» **Texto proporcionado**:
**********
Esta niebla es un espasmo y ahora que he perdido el rumbo, imagino que el arte
no es un refugio sino un instante desértico previo al fuego, o bien, una
disciplina de la niebla que nos hace ser ese instante, que es como un daga fría
que penetra sin hallar fondo en el tiempo y que rasga los segundos y los años.
La belleza –dice Pascal Quignard– es la llama de una vela en medio de la
tristeza, del dinero, del desprecio, de la soledad, de la noche. La belleza,
podría decir con Quignard, es también una vela en la niebla y nosotros una
mariposa incendiada por su fuego, nosotros un humo de alas desesperado que
intenta escuchar esa nada que grita en el crepitar, esa nada
que según el mismo Quignard es Dios, ese corazón blanco al que no
podemos acercar el rostro sin gritar de dolor.
7. Te
gustaría que alguien te tomara de la mano y te llevara por este lugar
desconocido; que te dirigiera empujándote y gritando palabras hermosas hacia el
camino que conduce a ese otro camino, ese que tendrás que recorrer en soledad.
**********
» **Datos de entrada**:
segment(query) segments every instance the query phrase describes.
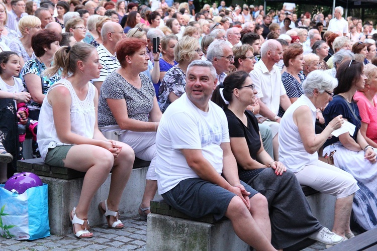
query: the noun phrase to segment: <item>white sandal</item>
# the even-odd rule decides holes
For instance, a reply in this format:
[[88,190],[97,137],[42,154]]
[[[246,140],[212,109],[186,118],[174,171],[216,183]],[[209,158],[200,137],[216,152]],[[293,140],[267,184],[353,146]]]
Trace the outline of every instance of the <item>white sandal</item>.
[[[89,221],[88,221],[87,219],[86,219],[85,220],[82,220],[81,219],[79,219],[77,218],[77,216],[76,216],[76,208],[73,207],[73,210],[69,212],[69,219],[71,220],[71,222],[72,222],[72,227],[73,227],[73,233],[74,233],[74,235],[76,235],[76,237],[77,238],[91,238],[93,237],[93,235],[89,236],[81,236],[82,234],[84,234],[85,233],[91,233],[90,232],[87,230],[87,229],[85,228],[84,230],[80,230],[80,231],[77,231],[77,232],[75,232],[74,229],[74,224],[79,224],[80,225],[83,225],[84,223],[85,223],[85,221],[86,221],[86,222],[87,223],[88,225],[89,224]],[[72,218],[72,212],[73,212],[73,218]]]
[[[123,228],[123,227],[124,227],[124,225],[117,227],[117,226],[118,225],[122,224],[122,221],[121,221],[121,220],[120,219],[118,219],[118,215],[120,215],[119,211],[118,210],[115,212],[109,210],[108,208],[108,200],[105,200],[105,208],[106,208],[106,212],[105,211],[105,210],[104,210],[104,209],[102,208],[102,202],[100,202],[100,204],[98,205],[98,209],[100,209],[100,211],[101,212],[101,213],[104,215],[106,217],[106,220],[107,220],[108,221],[108,225],[110,227],[111,227],[112,228],[116,228],[117,229]],[[111,225],[110,225],[110,216],[114,216],[117,217],[117,221],[115,221]]]

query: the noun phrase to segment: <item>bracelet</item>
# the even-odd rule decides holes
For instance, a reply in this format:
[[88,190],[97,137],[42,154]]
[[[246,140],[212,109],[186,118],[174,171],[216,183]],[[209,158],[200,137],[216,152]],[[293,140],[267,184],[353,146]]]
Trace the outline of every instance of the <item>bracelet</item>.
[[364,148],[364,153],[365,152],[365,151],[366,151],[366,149],[367,149],[368,148],[371,148],[372,149],[374,149],[374,148],[373,148],[373,147],[372,147],[372,146],[370,146],[370,145],[367,145],[367,146],[366,146],[366,147],[365,147],[365,148]]
[[271,163],[269,163],[269,165],[268,165],[268,167],[271,167],[271,164],[272,164],[274,162],[276,163],[277,162],[276,161],[274,161],[274,160],[273,161],[271,161]]

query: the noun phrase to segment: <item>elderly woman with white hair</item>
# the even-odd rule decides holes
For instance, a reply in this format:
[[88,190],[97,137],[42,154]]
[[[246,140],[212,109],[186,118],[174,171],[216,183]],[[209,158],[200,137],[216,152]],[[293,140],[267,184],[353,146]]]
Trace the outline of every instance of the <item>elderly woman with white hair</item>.
[[320,70],[328,70],[329,66],[327,65],[324,59],[329,54],[329,46],[326,42],[323,40],[316,41],[312,46],[312,51],[313,53],[319,56],[319,65],[318,66]]
[[19,39],[13,39],[8,44],[12,51],[17,53],[20,57],[20,64],[24,66],[26,62],[32,58],[34,53],[31,46],[31,38],[41,29],[41,20],[34,16],[24,17],[18,23],[19,29],[22,37]]
[[328,121],[320,134],[314,131],[316,111],[332,100],[337,81],[323,71],[311,72],[303,84],[304,95],[286,111],[280,122],[279,160],[296,174],[301,185],[336,196],[332,231],[343,237],[353,235],[349,227],[352,200],[359,190],[346,172],[318,160],[317,151],[344,122],[341,115]]
[[[332,49],[335,53],[342,49],[350,51],[351,48],[351,40],[347,37],[338,37],[334,40],[334,42],[332,43]],[[334,67],[333,59],[334,55],[326,61],[327,65],[328,65],[330,68]]]
[[334,54],[332,62],[334,67],[329,69],[325,72],[329,74],[331,76],[335,77],[336,75],[336,67],[343,60],[350,60],[353,58],[353,53],[349,50],[342,49]]
[[175,44],[174,57],[178,64],[167,71],[158,90],[160,109],[162,112],[185,92],[187,67],[193,61],[201,59],[203,55],[199,42],[195,38],[184,37]]

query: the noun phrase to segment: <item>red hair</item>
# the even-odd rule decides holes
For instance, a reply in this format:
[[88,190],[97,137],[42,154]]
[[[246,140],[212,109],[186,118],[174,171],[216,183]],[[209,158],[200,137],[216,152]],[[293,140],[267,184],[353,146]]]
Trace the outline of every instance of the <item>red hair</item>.
[[137,51],[146,46],[146,42],[135,37],[124,38],[118,42],[115,50],[117,52],[117,58],[121,66],[124,68],[127,66],[126,56],[132,56]]

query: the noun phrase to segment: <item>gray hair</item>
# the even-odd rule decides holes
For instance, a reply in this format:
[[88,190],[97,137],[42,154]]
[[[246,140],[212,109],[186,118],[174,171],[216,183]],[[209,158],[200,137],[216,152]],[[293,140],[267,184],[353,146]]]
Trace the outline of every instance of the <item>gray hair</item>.
[[211,32],[210,35],[211,36],[213,36],[214,37],[216,38],[218,36],[219,36],[219,33],[223,33],[224,35],[225,35],[226,32],[227,32],[225,31],[225,30],[223,29],[216,29]]
[[311,29],[308,32],[308,36],[309,37],[309,39],[312,39],[314,37],[314,34],[318,34],[318,30],[315,29]]
[[321,49],[322,47],[322,44],[327,44],[326,42],[323,40],[318,40],[318,41],[316,41],[314,44],[313,44],[313,46],[312,46],[312,51],[313,53],[316,54],[317,49]]
[[334,58],[332,59],[334,67],[336,68],[336,65],[342,62],[345,57],[351,59],[353,58],[353,53],[350,50],[342,49],[334,54]]
[[249,28],[251,25],[254,25],[255,26],[255,22],[254,21],[247,21],[245,22],[245,23],[242,26],[242,28],[243,29],[247,29]]
[[[100,15],[99,15],[100,16]],[[68,21],[70,20],[71,19],[73,19],[74,18],[81,18],[80,17],[80,14],[77,12],[68,12],[63,16],[63,22],[64,23],[64,25],[67,23]],[[69,31],[67,31],[68,32]]]
[[108,41],[107,34],[114,31],[114,26],[115,26],[115,24],[113,22],[107,22],[104,23],[101,29],[101,37],[104,42]]
[[279,46],[281,47],[280,43],[274,39],[268,39],[260,47],[260,57],[261,58],[265,57],[268,51],[275,52]]
[[333,90],[338,86],[338,80],[329,74],[324,74],[322,70],[311,72],[303,83],[304,94],[308,97],[312,97],[315,89],[320,93],[326,90]]
[[150,29],[147,33],[147,39],[152,40],[153,38],[158,37],[160,40],[165,37],[165,34],[162,31],[159,29]]
[[334,11],[336,10],[339,11],[339,13],[340,13],[340,16],[342,16],[343,14],[344,14],[344,10],[341,6],[337,6],[335,7],[335,9],[334,9]]
[[[212,65],[212,63],[211,63],[211,62],[201,60],[194,60],[189,65],[189,66],[187,66],[187,70],[186,71],[186,72],[189,72],[189,71],[190,70],[190,69],[194,66],[200,66],[202,67],[209,68],[210,70],[211,71],[211,75],[213,77],[214,80],[216,79],[216,69],[215,69],[215,67],[214,67],[213,65]],[[186,76],[187,75],[186,75]]]
[[[218,30],[215,30],[215,31],[217,31]],[[203,37],[203,38],[202,39],[202,41],[200,42],[200,47],[202,48],[202,51],[203,52],[205,55],[207,55],[208,47],[216,38],[216,37],[214,37],[211,34],[208,34]]]
[[88,31],[92,31],[96,30],[96,23],[97,22],[97,19],[100,17],[101,16],[97,14],[95,14],[89,17],[86,21],[86,28]]
[[346,43],[350,43],[350,42],[351,40],[350,40],[347,37],[337,37],[332,43],[332,49],[334,52],[336,52],[341,48],[343,47],[344,46],[344,44]]
[[222,56],[224,49],[229,47],[226,41],[224,40],[215,40],[208,47],[207,52],[207,59],[210,62],[213,62],[215,58]]
[[228,35],[229,34],[234,34],[236,32],[238,28],[237,27],[232,27],[227,30],[226,36],[227,39],[228,38]]

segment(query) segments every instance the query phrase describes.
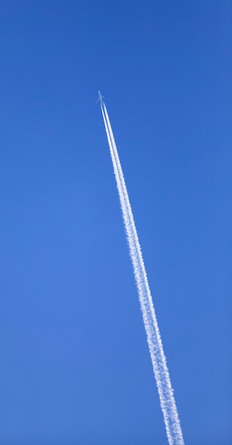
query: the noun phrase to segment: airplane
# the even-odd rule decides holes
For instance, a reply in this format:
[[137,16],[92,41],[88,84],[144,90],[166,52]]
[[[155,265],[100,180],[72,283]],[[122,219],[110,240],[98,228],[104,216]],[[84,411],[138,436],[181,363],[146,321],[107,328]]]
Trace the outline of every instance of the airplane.
[[101,95],[99,90],[99,98],[98,98],[96,102],[98,102],[99,101],[100,101],[101,105],[103,105],[103,104],[104,104],[103,99],[104,99],[104,96],[101,96]]

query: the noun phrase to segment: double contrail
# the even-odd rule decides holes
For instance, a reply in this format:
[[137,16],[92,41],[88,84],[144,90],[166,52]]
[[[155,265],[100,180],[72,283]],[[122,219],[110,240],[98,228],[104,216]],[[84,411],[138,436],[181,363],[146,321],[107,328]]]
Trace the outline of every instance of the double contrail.
[[129,197],[106,107],[100,93],[99,100],[167,439],[170,445],[184,445]]

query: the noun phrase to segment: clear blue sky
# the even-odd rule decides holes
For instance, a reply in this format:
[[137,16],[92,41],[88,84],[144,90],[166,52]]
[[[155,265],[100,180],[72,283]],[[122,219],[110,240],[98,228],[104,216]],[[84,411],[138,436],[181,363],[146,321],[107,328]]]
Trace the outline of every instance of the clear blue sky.
[[231,2],[2,0],[0,442],[165,445],[97,90],[187,445],[231,445]]

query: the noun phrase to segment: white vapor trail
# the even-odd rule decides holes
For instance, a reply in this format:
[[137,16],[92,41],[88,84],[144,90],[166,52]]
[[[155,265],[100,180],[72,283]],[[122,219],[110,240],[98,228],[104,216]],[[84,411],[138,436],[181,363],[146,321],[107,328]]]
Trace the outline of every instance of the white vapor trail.
[[102,100],[101,108],[167,439],[170,445],[184,445],[129,197],[107,109]]

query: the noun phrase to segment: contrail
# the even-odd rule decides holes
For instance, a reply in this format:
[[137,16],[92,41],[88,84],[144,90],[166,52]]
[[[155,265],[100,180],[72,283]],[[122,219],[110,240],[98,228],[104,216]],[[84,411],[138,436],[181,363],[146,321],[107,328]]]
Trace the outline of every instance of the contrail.
[[167,439],[170,445],[184,445],[129,197],[106,107],[100,93],[99,100]]

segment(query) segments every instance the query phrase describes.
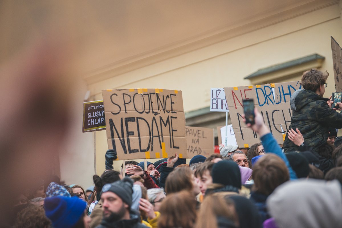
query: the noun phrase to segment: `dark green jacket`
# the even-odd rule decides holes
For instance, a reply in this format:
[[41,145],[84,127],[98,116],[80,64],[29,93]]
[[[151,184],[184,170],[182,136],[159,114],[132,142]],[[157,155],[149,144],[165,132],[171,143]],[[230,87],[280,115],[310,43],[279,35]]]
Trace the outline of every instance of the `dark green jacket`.
[[[296,91],[291,97],[292,115],[289,130],[298,128],[305,143],[316,152],[318,147],[326,142],[329,127],[342,128],[342,114],[329,108],[327,103],[328,100],[328,98],[305,89]],[[289,139],[287,133],[284,152],[295,151],[298,148]]]

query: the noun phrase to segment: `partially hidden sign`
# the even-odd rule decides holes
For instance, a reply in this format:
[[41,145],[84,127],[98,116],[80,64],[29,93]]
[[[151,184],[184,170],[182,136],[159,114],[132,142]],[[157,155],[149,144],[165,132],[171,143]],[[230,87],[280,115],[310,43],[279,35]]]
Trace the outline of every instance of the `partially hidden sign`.
[[342,49],[332,37],[330,38],[335,87],[336,92],[342,92]]
[[108,147],[119,160],[187,158],[182,91],[102,90]]
[[256,133],[243,122],[242,100],[254,99],[254,106],[261,112],[271,133],[279,144],[282,144],[291,122],[290,99],[294,92],[301,88],[299,81],[225,88],[232,124],[239,147],[249,147],[260,141]]
[[[236,139],[235,137],[235,134],[233,130],[233,126],[231,124],[227,125],[227,144],[235,146],[237,145],[236,142]],[[221,142],[226,141],[226,126],[220,128]]]
[[214,153],[214,129],[185,127],[188,158],[201,155],[208,157]]
[[210,111],[229,111],[223,88],[211,88],[210,95]]
[[84,102],[82,131],[94,131],[105,129],[103,101]]

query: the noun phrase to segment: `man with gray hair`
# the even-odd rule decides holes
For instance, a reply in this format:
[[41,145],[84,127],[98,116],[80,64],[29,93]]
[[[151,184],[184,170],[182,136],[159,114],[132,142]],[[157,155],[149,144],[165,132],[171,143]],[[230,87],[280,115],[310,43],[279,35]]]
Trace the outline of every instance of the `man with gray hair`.
[[247,156],[242,151],[237,151],[231,154],[228,157],[229,160],[232,160],[240,166],[242,167],[248,167],[248,159]]
[[148,200],[153,205],[153,210],[159,211],[161,202],[166,197],[163,188],[150,188],[147,189]]
[[220,147],[220,154],[223,157],[228,157],[229,155],[235,152],[238,148],[237,145],[233,146],[228,144],[224,146],[221,144]]

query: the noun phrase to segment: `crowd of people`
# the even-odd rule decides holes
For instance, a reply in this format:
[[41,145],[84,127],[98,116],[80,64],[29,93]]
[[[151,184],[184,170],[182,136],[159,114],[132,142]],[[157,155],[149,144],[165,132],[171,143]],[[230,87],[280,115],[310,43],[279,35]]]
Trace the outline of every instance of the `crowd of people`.
[[283,148],[256,109],[247,125],[261,142],[248,148],[221,144],[220,154],[188,164],[176,154],[146,170],[127,161],[120,171],[108,150],[106,170],[85,191],[55,175],[18,191],[11,227],[341,227],[342,103],[332,108],[323,97],[328,76],[304,73]]

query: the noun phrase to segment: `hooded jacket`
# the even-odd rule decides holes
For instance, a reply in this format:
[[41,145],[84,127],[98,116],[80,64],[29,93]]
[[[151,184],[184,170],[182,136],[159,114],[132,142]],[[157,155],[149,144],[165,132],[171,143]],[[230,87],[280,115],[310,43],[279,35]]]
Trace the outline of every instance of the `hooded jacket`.
[[[342,114],[329,108],[327,103],[328,100],[328,98],[305,89],[296,90],[291,97],[292,117],[289,129],[295,130],[298,128],[305,143],[315,152],[326,142],[329,127],[342,128]],[[287,136],[287,133],[284,141],[284,153],[295,151],[298,146]]]
[[109,222],[103,219],[101,224],[96,228],[146,228],[146,226],[140,223],[139,212],[131,210],[130,212],[130,219]]
[[279,228],[342,226],[342,190],[336,180],[287,182],[277,188],[266,202]]

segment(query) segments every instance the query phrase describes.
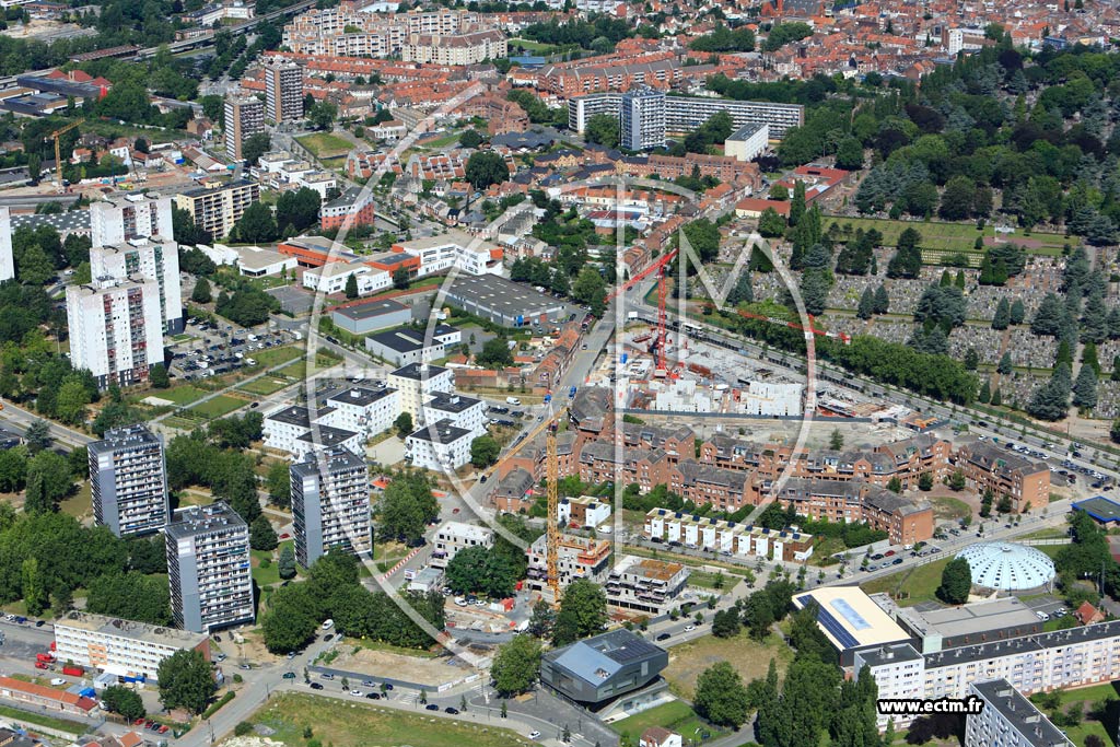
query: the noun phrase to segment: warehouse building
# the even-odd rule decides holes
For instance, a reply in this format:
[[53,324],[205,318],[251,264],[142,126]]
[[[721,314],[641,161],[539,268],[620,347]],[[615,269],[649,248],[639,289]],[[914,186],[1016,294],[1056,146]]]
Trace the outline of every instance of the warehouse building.
[[503,327],[575,319],[578,307],[498,276],[459,276],[446,301]]

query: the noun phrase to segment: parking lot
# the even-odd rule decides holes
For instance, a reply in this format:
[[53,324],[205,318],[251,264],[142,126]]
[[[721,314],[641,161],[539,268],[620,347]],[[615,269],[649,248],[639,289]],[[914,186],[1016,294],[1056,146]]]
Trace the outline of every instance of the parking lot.
[[288,332],[253,333],[234,325],[187,323],[198,337],[171,346],[171,375],[184,381],[220,376],[242,366],[255,365],[253,353],[292,342]]

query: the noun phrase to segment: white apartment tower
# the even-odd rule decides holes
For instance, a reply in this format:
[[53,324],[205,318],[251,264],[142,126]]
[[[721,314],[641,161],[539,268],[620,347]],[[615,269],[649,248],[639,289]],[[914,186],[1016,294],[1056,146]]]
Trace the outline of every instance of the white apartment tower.
[[265,118],[274,123],[304,119],[304,68],[274,63],[264,68]]
[[218,502],[177,511],[165,536],[176,626],[209,633],[253,620],[249,524],[233,508]]
[[[175,239],[171,198],[127,194],[90,205],[90,236],[94,246],[122,244],[133,239]],[[96,278],[97,273],[94,272]]]
[[90,443],[88,452],[97,524],[116,536],[164,529],[168,504],[162,439],[142,424],[114,428]]
[[653,88],[640,88],[623,94],[619,109],[622,138],[629,150],[652,150],[665,147],[665,94]]
[[235,161],[241,149],[254,134],[264,132],[264,102],[254,96],[230,96],[225,100],[225,155]]
[[147,381],[151,366],[164,362],[162,319],[155,280],[137,276],[66,288],[71,361],[103,389]]
[[308,454],[290,469],[299,564],[307,568],[332,548],[368,553],[373,542],[365,459],[348,449],[332,448]]
[[116,244],[93,243],[90,274],[95,281],[124,280],[139,276],[159,288],[159,308],[165,335],[184,329],[183,284],[179,279],[179,245],[160,239],[129,239]]

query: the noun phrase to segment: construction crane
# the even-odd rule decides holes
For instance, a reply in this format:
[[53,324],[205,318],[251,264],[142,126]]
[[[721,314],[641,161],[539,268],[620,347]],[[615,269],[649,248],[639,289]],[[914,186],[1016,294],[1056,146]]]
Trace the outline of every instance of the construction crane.
[[62,148],[58,146],[58,139],[83,122],[85,122],[85,118],[75,120],[50,133],[50,138],[55,141],[55,185],[58,187],[58,192],[63,190],[63,153]]

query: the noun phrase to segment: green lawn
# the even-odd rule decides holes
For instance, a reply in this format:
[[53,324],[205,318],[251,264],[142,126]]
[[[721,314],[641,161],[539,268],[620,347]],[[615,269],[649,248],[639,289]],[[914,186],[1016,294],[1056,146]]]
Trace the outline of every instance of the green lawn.
[[[365,702],[342,701],[298,693],[272,698],[249,720],[263,723],[284,745],[304,745],[310,725],[315,739],[334,747],[371,745],[423,745],[423,747],[515,747],[523,738],[495,723],[468,723],[446,718],[379,708]],[[497,719],[495,719],[496,721]]]
[[354,147],[351,144],[349,140],[339,138],[337,134],[332,132],[305,134],[301,138],[296,138],[296,140],[299,141],[299,144],[315,153],[316,157],[329,158],[340,153],[348,153]]
[[945,564],[951,559],[952,557],[949,555],[932,563],[918,566],[912,570],[898,571],[897,573],[872,579],[867,583],[860,583],[860,588],[868,594],[886,591],[890,595],[898,595],[905,590],[907,597],[898,599],[900,607],[909,607],[920,601],[932,601],[936,599],[934,592],[941,586],[941,571],[944,570]]
[[269,394],[276,394],[284,386],[290,386],[290,381],[281,381],[279,379],[272,379],[271,376],[263,376],[256,379],[246,384],[242,384],[237,387],[239,392],[248,392],[249,394],[260,394],[261,396],[268,396]]
[[85,734],[90,730],[90,727],[77,721],[67,721],[66,719],[56,719],[53,716],[47,716],[46,713],[34,713],[31,711],[21,711],[18,708],[11,708],[9,706],[0,706],[0,716],[10,719],[17,719],[24,721],[25,723],[37,723],[38,726],[46,727],[48,729],[58,729],[59,731],[68,731],[69,734]]
[[685,740],[699,740],[704,732],[708,732],[710,736],[715,736],[720,732],[720,729],[701,721],[700,717],[696,715],[696,711],[689,708],[688,703],[681,700],[657,706],[656,708],[651,708],[647,711],[635,713],[634,716],[625,718],[620,721],[615,721],[610,725],[610,728],[619,735],[629,735],[636,744],[637,738],[641,737],[646,729],[653,726],[660,726],[669,729],[670,731],[675,731]]
[[249,357],[253,358],[265,368],[271,368],[272,366],[278,366],[281,363],[287,363],[288,361],[295,361],[302,355],[304,351],[300,348],[295,345],[286,345],[283,347],[267,347],[263,351],[254,351],[249,354]]
[[178,405],[184,405],[190,404],[195,400],[206,396],[208,393],[205,389],[198,389],[194,384],[180,384],[171,389],[153,391],[151,396],[158,396],[161,400],[169,400]]
[[246,400],[230,396],[228,394],[218,394],[213,400],[207,400],[200,404],[196,404],[187,410],[187,412],[213,420],[214,418],[227,415],[234,410],[240,410],[246,404],[249,404]]
[[[983,231],[979,231],[976,225],[967,223],[939,223],[936,221],[889,221],[884,218],[848,218],[848,217],[830,217],[825,216],[823,220],[823,230],[828,231],[829,226],[833,223],[839,223],[841,226],[846,224],[851,224],[852,230],[862,228],[868,231],[870,228],[876,228],[883,234],[883,243],[887,246],[894,246],[898,243],[898,235],[906,228],[914,228],[920,234],[922,234],[921,246],[924,251],[922,254],[923,261],[926,263],[936,263],[937,260],[943,259],[944,254],[963,252],[965,254],[972,254],[976,250],[973,249],[976,240],[978,236],[993,236],[995,228],[989,226]],[[1062,248],[1064,244],[1079,244],[1077,239],[1071,237],[1066,239],[1062,234],[1056,233],[1030,233],[1024,234],[1017,232],[1007,235],[1007,240],[1010,243],[1021,243],[1027,245],[1028,254],[1045,254],[1048,256],[1058,256],[1062,254]],[[1040,245],[1034,245],[1040,243]],[[973,264],[979,265],[980,254],[977,253],[973,258]]]

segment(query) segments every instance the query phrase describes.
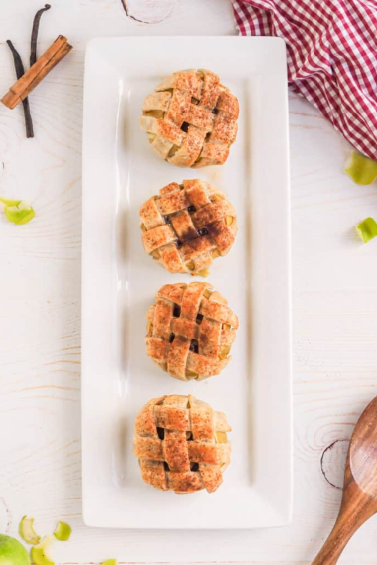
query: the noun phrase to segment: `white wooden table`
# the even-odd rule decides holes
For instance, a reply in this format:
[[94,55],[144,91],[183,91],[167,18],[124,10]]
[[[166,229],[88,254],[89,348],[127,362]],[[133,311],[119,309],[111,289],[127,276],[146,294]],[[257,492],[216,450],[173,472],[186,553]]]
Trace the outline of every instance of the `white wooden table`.
[[[377,186],[342,173],[350,147],[305,101],[291,96],[294,485],[293,522],[248,532],[93,529],[81,516],[80,473],[81,142],[84,54],[97,36],[235,34],[228,0],[53,0],[39,52],[59,33],[74,49],[31,97],[36,137],[22,110],[0,107],[0,194],[29,199],[23,227],[0,214],[0,531],[25,514],[50,533],[61,563],[135,562],[309,563],[335,518],[346,440],[377,394],[377,244],[353,226],[377,216]],[[0,94],[14,80],[5,40],[27,63],[39,0],[0,4]],[[162,19],[159,23],[145,21]],[[132,54],[130,54],[132,56]],[[273,160],[273,157],[271,157]],[[333,446],[327,448],[333,442]],[[323,455],[324,453],[324,455]],[[326,480],[321,470],[326,475]],[[332,486],[332,483],[335,486]],[[337,487],[337,488],[336,488]],[[106,501],[104,501],[106,503]],[[377,562],[377,518],[341,563]]]

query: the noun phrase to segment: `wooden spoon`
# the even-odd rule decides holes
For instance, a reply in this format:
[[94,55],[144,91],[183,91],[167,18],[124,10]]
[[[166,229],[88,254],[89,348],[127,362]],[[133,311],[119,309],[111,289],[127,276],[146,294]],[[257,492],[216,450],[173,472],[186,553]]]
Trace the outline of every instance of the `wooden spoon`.
[[311,565],[333,565],[347,542],[377,512],[377,397],[357,421],[348,447],[336,521]]

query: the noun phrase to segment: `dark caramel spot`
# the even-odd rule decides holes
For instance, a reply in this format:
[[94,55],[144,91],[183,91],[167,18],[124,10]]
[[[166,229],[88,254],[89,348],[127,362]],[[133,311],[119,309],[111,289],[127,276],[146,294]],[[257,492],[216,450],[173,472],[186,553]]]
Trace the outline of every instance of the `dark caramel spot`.
[[179,306],[177,304],[175,304],[174,308],[173,308],[173,316],[174,316],[174,318],[179,318],[180,313],[181,313],[180,306]]
[[199,353],[199,343],[197,340],[192,340],[190,344],[190,350],[194,353]]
**********
» **Ejercicios por resolver**:
1. Exprese como tabla Markdown, con las columnas «N.º» y «Línea», el tramo de las filas que se abre con la línea que contiene "query: the noun phrase to segment: green lawn" y se cierra con la que contiene "Trace the outline of every instance of the green", ambas incluidas, y omita las líneas en blanco.
2. Prosiga el texto sobre la niebla, el arte y la belleza a partir de su última oración.

» **Respuestas por ejercicio**:
1.
| N.º | Línea |
|---|---|
| 1 | query: the noun phrase to segment: green lawn |
| 2 | # the even-odd rule decides holes |
| 3 | For instance, a reply in this format: |
| 4 | [[53,324],[205,318],[251,264],[142,126]] |
| 5 | [[[721,314],[641,161],[539,268],[620,347]],[[615,269],[649,248],[639,289]],[[914,186],[1016,294],[1056,146]]] |
| 6 | Trace the outline of every instance of the green lawn. |

2.
Te gustaría que ahí mismo ese alguien dijera que no hay solución para la vida y
te diera con ello tu calma, tu ecuánime resignación. Tal vez te den ganas de
abrazarlo para aferrarte a él, pero cuando esto suceda él dará una orden y
desaparecerá después entre la niebla: la
vida pende del hilo de la muerte, la muerte del hilo de la vida: ¡corta ese
hilo! Enmudecerás para empezar a recorrer el camino de nuevo, irás entre
los manzanos del silencio en busca de una palabra. Verás ahí que respiras más
allá de la vida y de la muerte, que eres tu único maestro. Agradecerás a aquel
que te empujo a la soledad, a la niebla. Recordarás el consejo que te dijo un
día de juventud el poeta Paul Celan: no ver diferencia entre un apretón de
manos y un poema, y le darás así la mano y el cuerpo a la niebla.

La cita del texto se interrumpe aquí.